(TASK INPUT):
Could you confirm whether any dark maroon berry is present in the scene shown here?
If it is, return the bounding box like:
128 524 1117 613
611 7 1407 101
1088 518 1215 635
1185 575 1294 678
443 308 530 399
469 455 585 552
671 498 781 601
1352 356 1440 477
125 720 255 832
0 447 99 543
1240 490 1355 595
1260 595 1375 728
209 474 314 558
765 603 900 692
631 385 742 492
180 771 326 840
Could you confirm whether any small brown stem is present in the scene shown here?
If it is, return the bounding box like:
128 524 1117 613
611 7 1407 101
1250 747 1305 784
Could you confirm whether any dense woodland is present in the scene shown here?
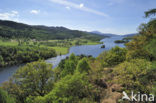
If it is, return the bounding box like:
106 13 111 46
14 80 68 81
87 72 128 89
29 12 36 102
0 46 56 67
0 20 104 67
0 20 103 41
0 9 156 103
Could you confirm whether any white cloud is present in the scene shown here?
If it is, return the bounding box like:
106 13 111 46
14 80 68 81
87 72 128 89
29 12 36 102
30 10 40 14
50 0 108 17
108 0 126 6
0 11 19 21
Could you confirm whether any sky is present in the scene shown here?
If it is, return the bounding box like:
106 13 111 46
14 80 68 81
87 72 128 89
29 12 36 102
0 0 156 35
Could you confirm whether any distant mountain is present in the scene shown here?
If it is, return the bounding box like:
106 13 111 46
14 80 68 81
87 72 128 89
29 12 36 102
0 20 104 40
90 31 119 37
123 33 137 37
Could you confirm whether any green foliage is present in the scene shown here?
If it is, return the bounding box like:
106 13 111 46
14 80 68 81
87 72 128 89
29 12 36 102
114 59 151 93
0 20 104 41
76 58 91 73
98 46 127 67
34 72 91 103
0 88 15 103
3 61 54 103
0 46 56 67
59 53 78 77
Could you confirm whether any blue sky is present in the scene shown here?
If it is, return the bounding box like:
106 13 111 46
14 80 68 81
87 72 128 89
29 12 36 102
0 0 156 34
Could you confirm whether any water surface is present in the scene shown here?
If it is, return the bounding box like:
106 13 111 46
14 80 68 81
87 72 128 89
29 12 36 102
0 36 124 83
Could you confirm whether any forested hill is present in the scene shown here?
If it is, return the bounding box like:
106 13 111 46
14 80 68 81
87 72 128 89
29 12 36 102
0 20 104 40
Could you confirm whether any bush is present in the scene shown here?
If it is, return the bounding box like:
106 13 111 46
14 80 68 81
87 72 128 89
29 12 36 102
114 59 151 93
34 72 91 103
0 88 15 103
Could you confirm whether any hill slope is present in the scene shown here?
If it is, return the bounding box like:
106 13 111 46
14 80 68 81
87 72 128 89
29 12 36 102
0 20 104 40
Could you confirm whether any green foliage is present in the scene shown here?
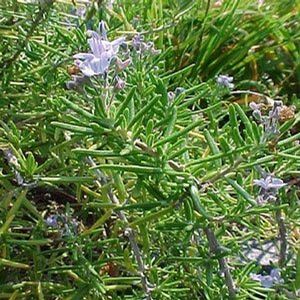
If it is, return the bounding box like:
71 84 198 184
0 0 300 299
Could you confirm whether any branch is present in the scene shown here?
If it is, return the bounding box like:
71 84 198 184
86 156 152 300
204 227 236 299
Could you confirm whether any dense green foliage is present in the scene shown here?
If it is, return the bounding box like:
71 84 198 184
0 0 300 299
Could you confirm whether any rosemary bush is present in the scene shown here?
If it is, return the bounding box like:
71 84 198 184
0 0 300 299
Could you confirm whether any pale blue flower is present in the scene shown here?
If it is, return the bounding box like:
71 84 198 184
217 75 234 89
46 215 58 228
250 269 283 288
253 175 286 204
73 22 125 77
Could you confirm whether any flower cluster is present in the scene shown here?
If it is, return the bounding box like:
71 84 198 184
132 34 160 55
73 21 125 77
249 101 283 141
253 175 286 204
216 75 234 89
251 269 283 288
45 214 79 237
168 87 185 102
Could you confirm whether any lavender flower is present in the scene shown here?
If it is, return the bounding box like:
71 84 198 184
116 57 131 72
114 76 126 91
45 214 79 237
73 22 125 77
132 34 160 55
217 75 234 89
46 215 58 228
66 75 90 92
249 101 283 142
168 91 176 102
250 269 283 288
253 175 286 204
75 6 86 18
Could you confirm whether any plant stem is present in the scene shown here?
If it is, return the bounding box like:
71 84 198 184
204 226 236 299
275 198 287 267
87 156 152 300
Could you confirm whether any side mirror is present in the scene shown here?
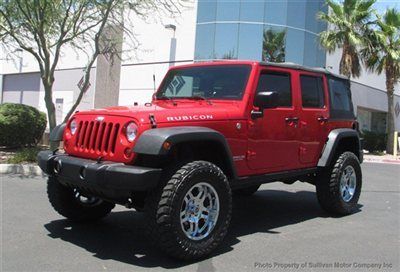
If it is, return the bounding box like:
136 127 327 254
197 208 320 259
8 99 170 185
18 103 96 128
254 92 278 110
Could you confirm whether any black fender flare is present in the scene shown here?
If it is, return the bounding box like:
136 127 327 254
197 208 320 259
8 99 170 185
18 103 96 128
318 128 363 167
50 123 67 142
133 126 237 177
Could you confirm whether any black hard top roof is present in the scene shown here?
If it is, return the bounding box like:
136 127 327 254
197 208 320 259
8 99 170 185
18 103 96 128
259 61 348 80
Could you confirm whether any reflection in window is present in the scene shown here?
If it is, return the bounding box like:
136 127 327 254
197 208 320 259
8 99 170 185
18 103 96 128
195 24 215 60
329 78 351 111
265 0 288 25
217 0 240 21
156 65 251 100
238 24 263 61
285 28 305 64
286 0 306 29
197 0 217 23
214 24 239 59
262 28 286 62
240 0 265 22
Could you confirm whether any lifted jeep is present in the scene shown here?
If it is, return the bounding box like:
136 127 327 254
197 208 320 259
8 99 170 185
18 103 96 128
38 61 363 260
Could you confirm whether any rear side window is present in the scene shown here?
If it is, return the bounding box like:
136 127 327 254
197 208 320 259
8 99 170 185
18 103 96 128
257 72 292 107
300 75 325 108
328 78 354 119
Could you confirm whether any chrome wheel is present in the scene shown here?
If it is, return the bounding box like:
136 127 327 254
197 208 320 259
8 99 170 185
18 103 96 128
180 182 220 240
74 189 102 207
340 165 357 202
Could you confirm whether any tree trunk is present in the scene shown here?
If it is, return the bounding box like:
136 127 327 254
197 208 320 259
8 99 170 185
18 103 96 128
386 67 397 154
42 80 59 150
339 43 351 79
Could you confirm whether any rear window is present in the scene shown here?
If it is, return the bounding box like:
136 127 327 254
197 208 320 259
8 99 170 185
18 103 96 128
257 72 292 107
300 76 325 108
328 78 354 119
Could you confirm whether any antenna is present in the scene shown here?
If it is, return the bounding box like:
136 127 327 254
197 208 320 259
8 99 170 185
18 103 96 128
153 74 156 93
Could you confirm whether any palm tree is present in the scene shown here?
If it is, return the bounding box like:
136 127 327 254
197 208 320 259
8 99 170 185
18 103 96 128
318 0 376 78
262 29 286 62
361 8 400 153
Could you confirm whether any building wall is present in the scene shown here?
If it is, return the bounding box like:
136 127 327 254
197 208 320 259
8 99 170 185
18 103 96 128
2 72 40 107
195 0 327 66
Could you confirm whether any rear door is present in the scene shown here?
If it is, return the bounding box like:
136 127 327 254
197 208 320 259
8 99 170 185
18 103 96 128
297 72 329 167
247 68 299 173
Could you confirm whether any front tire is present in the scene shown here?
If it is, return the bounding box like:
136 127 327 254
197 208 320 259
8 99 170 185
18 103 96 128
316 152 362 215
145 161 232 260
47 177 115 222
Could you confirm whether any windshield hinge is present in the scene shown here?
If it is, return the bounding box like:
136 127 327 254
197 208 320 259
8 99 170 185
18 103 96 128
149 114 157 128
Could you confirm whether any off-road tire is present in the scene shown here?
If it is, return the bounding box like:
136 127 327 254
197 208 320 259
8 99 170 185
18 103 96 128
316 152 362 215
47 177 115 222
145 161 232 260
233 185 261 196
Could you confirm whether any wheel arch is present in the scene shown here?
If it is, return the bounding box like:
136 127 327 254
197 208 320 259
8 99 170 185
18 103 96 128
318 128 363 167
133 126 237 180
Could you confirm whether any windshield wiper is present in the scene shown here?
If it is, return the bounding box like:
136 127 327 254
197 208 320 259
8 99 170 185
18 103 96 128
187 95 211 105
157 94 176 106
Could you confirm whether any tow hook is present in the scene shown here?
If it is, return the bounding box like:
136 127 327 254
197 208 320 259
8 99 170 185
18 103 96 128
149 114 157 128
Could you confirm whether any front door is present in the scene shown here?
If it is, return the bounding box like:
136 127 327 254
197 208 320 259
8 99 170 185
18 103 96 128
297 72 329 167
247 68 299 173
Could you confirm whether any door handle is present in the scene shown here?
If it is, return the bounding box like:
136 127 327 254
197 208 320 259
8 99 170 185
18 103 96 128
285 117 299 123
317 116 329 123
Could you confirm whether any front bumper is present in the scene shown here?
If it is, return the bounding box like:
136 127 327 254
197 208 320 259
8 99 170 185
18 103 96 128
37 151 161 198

* * *

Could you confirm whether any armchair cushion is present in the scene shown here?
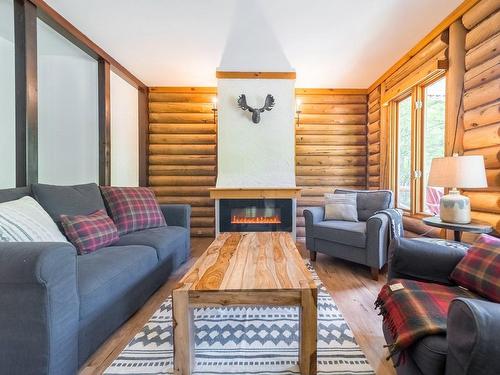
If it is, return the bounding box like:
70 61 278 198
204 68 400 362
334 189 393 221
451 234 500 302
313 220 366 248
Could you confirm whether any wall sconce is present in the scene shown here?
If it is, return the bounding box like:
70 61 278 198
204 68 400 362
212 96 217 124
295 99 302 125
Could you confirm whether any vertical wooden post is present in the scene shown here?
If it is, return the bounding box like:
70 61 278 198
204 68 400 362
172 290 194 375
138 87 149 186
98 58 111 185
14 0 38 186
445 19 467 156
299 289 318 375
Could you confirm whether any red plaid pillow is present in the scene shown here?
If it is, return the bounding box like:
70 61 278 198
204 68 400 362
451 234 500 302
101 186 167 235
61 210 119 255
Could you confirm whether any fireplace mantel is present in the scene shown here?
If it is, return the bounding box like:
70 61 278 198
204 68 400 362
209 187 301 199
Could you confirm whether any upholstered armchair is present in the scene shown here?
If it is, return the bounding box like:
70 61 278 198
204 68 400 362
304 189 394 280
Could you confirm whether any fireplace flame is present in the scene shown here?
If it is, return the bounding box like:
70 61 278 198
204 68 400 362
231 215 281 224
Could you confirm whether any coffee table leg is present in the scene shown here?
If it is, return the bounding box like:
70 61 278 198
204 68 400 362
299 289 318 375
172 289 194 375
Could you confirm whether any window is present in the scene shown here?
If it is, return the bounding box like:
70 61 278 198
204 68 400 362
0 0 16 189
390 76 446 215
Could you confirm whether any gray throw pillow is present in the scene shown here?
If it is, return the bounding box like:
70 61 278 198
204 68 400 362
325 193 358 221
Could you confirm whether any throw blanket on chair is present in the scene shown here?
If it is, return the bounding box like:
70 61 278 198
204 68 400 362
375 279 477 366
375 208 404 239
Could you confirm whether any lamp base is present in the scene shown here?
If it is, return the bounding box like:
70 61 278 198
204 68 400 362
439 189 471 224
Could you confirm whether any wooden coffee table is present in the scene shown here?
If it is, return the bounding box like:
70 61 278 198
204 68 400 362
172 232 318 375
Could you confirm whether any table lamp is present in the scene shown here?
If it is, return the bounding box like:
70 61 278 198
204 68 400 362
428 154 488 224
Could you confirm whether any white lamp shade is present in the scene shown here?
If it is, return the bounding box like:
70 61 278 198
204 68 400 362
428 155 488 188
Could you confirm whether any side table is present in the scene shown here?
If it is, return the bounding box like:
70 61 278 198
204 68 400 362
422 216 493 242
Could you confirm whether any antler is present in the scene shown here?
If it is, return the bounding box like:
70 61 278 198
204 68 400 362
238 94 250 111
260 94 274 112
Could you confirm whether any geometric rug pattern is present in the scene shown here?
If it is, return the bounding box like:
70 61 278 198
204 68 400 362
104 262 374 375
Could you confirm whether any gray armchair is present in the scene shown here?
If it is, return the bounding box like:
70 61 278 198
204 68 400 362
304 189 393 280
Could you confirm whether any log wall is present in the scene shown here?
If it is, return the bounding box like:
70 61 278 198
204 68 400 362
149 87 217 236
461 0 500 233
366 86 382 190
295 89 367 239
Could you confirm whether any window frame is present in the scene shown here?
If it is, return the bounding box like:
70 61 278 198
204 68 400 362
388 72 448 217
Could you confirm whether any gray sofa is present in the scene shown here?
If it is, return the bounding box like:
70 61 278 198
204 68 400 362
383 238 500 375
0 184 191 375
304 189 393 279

(DIRECTIVE): Repeat everything from the line containing "Could you confirm whether any antler" down to the line containing "304 189 393 279", swapping "log wall" for "wooden wall" and leaving all else unchanged.

(SOLUTION FOR THIS EXERCISE):
Could you confirm whether any antler is present in the scene shown here?
If it is, return the bounding box like:
70 61 278 198
204 68 400 362
238 94 250 111
260 94 274 112
Could you confirm whether any geometric rug pattern is present in the scene shown here?
If it is, return the bounding box like:
70 61 278 198
204 68 400 362
104 262 374 375
Could you confirm whether any gray armchair is present in the scene shown here?
If it is, return the bounding box like:
70 61 278 198
204 68 400 362
304 189 393 280
Could you confirm whether any wooden wall is present in the scene shown here?
If it is, return the bounding box like:
70 61 278 198
204 68 400 362
149 87 217 236
461 0 500 233
366 86 382 190
295 89 367 239
Could you confirm whether any window frame is present in the scene shown here?
If it is, return the bounding box like:
70 61 278 198
204 68 400 362
388 72 448 217
Could you confirm whether any gray sofa is present in the scene shown here?
If it is, return the bounding box like:
70 61 278 198
204 68 400 362
383 238 500 375
0 184 191 375
304 189 393 279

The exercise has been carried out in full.